→ EXCERPT
McCollough spoke on dose reduction strategies at the 2008 Radiological Society of North America (RSNA) meeting in Chicago. Her suggestions included maintaining proper equipment performance with regular QA testing, using patient-size-specific doses, and use of ECG gating combined with mA modulation with arrhythmia detection to cut the amount of unusable images. The diastole part of the cardiac cycle is the only portion used to reconstruct cardiac images, and this portion of the cycle only accounts for about 20 percent of the imaging time, experts say.

Dr. Raff said the best practices are designed to produce dose reductions with existing CT scanners, but said even greater reductions can be made using newly introduced technology. He said emerging technologies can help reduce a CTA dose down to 1-5 mSv. The most promising technologies are those that reduce scan time, including dual-source CT scanners, use of prospective ECG triggering and high-slice detectors that can image an entire heart in one rotation.

→ ASSIGNMENT A
From the CT dose excerpt, list the technologies named as the most promising because they reduce scan time.
→ ASSIGNMENT B
According to the CT dose excerpt, about what share of the imaging time does the diastole part of the cardiac cycle account for?
→ ASSIGNMENT C
Please extract the passage of the CT dose excerpt from "McCollough spoke on" up to and including "time, experts say.".
The rows play no part in this.

→ GIVEN INFORMATION
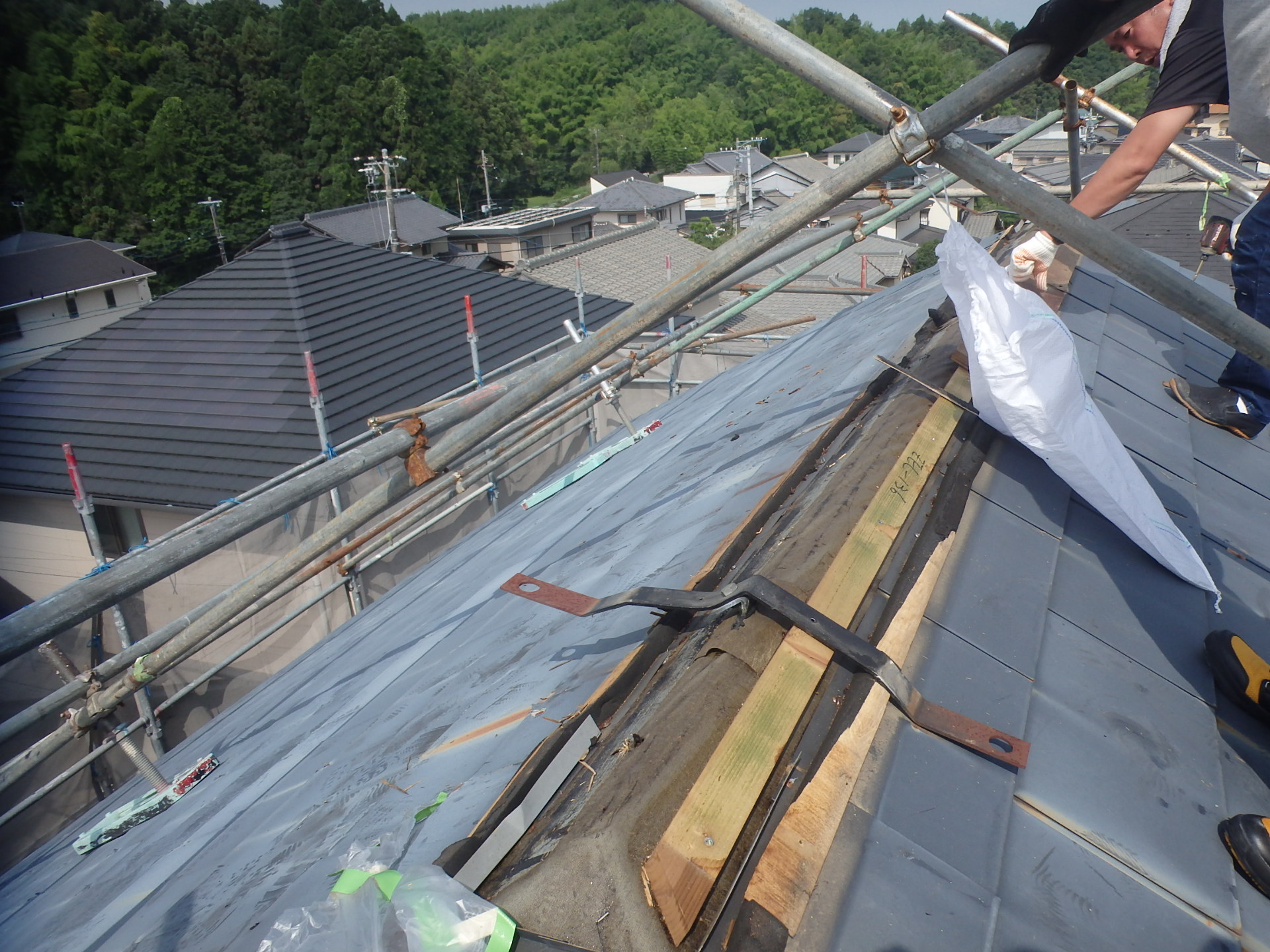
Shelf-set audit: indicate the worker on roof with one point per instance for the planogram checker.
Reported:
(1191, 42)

* * *

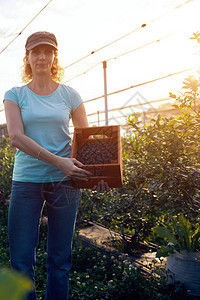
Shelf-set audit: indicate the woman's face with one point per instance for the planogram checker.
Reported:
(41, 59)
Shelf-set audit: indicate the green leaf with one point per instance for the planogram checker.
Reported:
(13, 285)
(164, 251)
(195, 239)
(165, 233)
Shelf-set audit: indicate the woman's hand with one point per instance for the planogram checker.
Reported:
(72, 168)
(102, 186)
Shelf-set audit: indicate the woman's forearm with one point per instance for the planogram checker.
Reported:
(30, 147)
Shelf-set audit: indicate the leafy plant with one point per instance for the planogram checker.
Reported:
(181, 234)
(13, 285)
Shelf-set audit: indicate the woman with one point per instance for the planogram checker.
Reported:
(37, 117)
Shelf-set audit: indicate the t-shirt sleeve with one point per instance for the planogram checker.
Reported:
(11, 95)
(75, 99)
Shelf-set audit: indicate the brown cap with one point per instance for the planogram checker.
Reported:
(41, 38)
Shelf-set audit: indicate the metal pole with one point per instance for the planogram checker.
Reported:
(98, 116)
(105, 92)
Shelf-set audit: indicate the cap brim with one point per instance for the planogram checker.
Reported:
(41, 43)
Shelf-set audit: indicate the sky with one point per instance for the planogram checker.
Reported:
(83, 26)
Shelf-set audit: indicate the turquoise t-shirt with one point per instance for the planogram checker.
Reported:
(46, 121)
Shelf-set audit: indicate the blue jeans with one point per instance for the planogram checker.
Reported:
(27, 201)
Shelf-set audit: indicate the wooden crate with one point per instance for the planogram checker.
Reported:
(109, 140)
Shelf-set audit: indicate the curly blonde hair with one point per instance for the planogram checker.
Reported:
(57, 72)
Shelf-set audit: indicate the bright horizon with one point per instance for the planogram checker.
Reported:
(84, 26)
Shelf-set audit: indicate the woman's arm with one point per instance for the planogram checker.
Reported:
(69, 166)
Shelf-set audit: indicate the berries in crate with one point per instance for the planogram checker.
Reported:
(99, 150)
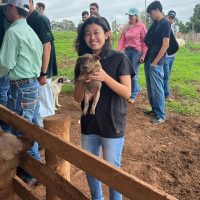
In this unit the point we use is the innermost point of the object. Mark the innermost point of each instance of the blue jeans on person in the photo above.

→ WRITTEN SOLUTION A
- Dual-source CT scanners
- Prospective ECG triggering
- High-slice detectors that can image an entire heart in one rotation

→ WRITTEN SOLUTION B
About 20 percent.

→ WRITTEN SOLUTION C
McCollough spoke on dose reduction strategies at the 2008 Radiological Society of North America (RSNA) meeting in Chicago. Her suggestions included maintaining proper equipment performance with regular QA testing, using patient-size-specific doses, and use of ECG gating combined with mA modulation with arrhythmia detection to cut the amount of unusable images. The diastole part of the cardiac cycle is the only portion used to reconstruct cardiac images, and this portion of the cycle only accounts for about 20 percent of the imaging time, experts say.